◆ **Exercise details**
Resume the passage on lens distortion and defocus in the 2D-DIC measurements, continuing after its final sentence.

◆ **Excerpted passage**
—————

In this study we did not use a telecentric lens and did not correct for lens distortions, which naturally introduced some bias in the 2D-DIC measurements. 2D-DIC was probably affected by the change in magnification with depth due to the membrane curvature, especially without the use of a telecentric lens for the image acquisition [36]. However, the 2D-DIC displacements were extracted at the membrane boundary to limit the effect of curvature and the focus of the 2D-DIC camera system was set to the membrane boundary at the baseline pressure to minimize the effect of defocus with inflation. The maximum out of the (ξ-z) plane dimension of the bulged membrane at maximum pressure that was included in the correlation window was calculated to be 4 mm, which was within the depth of field of the 2D-DIC system. Thus, the effect of defocusing on the 2D-DIC measurements at the membrane boundary could be considered small. 2D-DIC was also probably affected by lens distortions [37,38]. The main lens distortions include radial and tangential distortions [38], although tangential distortion effects can usually be ignored [39]. However, the portion of the membrane considered in this study was far away from the image edges where the radial distortion is greater. Moreover, no increase or decrease in the 2D-DIC variations or difference with the 3D-DIC measurements was observed along the meridians, which favors a small effect of lens distortion compared to other effects.

—————

◆ **Material provided**

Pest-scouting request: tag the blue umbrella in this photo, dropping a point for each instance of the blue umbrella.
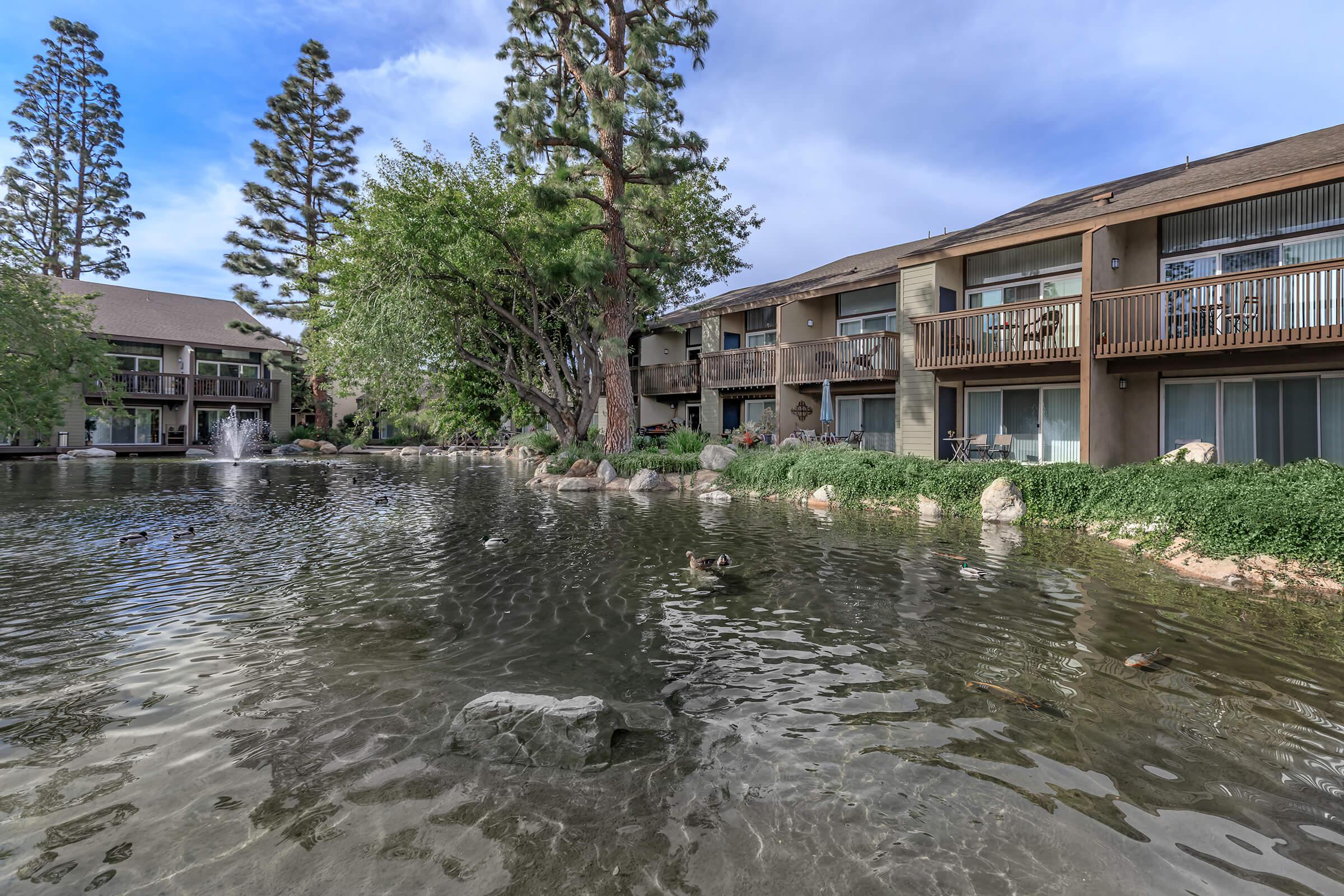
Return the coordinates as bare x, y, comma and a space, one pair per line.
827, 414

—————

◆ **Answer to the problem**
The results suggest that 3D-DIC should be used to fully characterize the mechanical behavior of heterogeneous materials and investigate the anisotropy of their response to inflation. However, 2D-DIC might be used as an alternative to 3D-DIC under certain conditions, such as an inflation, where the deformation can be imaged in profile in the plane of the 2D-DIC camera system. Since 3D-DIC has a larger error and uncertainty in the vertical displacement than in the horizontal displacement, 2D-DIC may provide a comparatively accurate alternative method to measure the deformation of stiff membranes, for which the vertical displacements are comparable to the errors of the 3D-DIC system, and of small specimens, where large deformations would exceed the small depth of field of a high magnification 3D-DIC camera system. In addition, 2D-DIC can be used to overcome the camera synchronization issue in high-speed experiments and space limitation for two-angled cameras in highly controlled experimental environments.

5. Conclusion

In conclusion, we compared 2D-DIC and 3D-DIC outcomes for a simple 3D deformation state, a membrane under inflation. We found that the baseline uncertainty in the horizontal displacement and meridional strain were smaller for 3D-DIC than 2D-DIC, but the opposite was observed for the vertical displacement, for which 2D-DIC showed a smaller baseline uncertainty. The baseline absolute error was similar for both DIC methods for the vertical displacement and strain, but it was larger for 2D-DIC than 3D-DIC for the horizontal displacement. Inflation generally produced higher variations than static conditions for both methods. Under inflation, the variability in both displacement components were larger for 3D-DIC than 2D-DIC, but the uncertainty in the meridional strain was similar for both DIC methods. The absolute difference between the average displacement and strain data from 2D-DIC and 3D-DIC were in the range of the 3D-DIC variability. The results suggest that 2D-DIC might be used as an alternative to 3D-DIC to study the inflation response of specimens under certain conditions.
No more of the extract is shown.